### THE RECORDS
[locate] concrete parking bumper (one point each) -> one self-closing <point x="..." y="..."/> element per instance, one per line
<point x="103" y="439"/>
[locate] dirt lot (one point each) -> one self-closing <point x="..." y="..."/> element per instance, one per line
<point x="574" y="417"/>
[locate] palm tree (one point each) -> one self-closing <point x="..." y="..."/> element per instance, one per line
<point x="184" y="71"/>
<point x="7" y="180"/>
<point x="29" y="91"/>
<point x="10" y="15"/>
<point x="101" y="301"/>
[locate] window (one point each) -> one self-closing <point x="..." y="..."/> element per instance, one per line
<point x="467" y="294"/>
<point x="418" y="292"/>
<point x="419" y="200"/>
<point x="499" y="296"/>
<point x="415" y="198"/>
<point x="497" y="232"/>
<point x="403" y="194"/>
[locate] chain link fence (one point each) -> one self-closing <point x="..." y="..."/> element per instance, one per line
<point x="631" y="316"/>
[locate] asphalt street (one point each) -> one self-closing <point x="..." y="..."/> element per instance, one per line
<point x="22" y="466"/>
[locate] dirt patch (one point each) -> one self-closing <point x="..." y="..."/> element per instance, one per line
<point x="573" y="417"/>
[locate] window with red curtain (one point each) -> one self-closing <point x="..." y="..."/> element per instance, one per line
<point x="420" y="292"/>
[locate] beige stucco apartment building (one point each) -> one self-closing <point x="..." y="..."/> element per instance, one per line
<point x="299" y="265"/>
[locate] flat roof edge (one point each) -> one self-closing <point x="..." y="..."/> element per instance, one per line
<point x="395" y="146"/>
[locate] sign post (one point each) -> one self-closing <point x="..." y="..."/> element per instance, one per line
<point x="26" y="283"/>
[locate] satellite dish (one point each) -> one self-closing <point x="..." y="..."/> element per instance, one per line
######
INSTRUCTIONS FOR THE TASK
Rewrite all of the material above, substituting "paved road" for "asphalt street" and keeping everything else the same.

ANSWER TO THE EXERCISE
[locate] concrete parking bumper (one point each) -> one self-closing <point x="..." y="..."/> element per instance, one per line
<point x="103" y="439"/>
[locate] dirt lot (one point each) -> one self-closing <point x="..." y="..."/> element per instance, one per line
<point x="574" y="417"/>
[locate] palm tree (one point each) -> one self-closing <point x="..." y="..."/> element per instance, one per line
<point x="184" y="71"/>
<point x="7" y="180"/>
<point x="29" y="91"/>
<point x="10" y="15"/>
<point x="101" y="301"/>
[locate] window (one point each) -> one self-closing <point x="..." y="..."/> element per instance, one per line
<point x="467" y="294"/>
<point x="418" y="292"/>
<point x="419" y="200"/>
<point x="499" y="296"/>
<point x="415" y="198"/>
<point x="497" y="232"/>
<point x="403" y="194"/>
[locate] chain link fence (one point each) -> one self-closing <point x="..." y="..."/> element per instance, one per line
<point x="631" y="316"/>
[locate] paved road (one point each) -> one self-closing <point x="..." y="..."/> element per instance, one per line
<point x="22" y="466"/>
[locate] dirt patch (one point each) -> one self-closing <point x="..." y="..."/> element per instance, one per line
<point x="573" y="417"/>
[locate] window with red curtain (one point each) -> one self-closing <point x="..." y="..."/> element per instance, one per line
<point x="420" y="292"/>
[locate] beige stucco apartment building (one point each) -> one self-closing <point x="..." y="..."/> element per instance, one per line
<point x="299" y="265"/>
[locate] flat roof edge (one point each) -> one self-closing <point x="..." y="..."/> element per instance, one per line
<point x="395" y="146"/>
[locate] sign post (one point each) -> one self-closing <point x="..." y="..."/> element per instance, one per line
<point x="26" y="283"/>
[locate] satellite dish (one point each) -> one self-closing <point x="..." y="..."/> element per instance, one per line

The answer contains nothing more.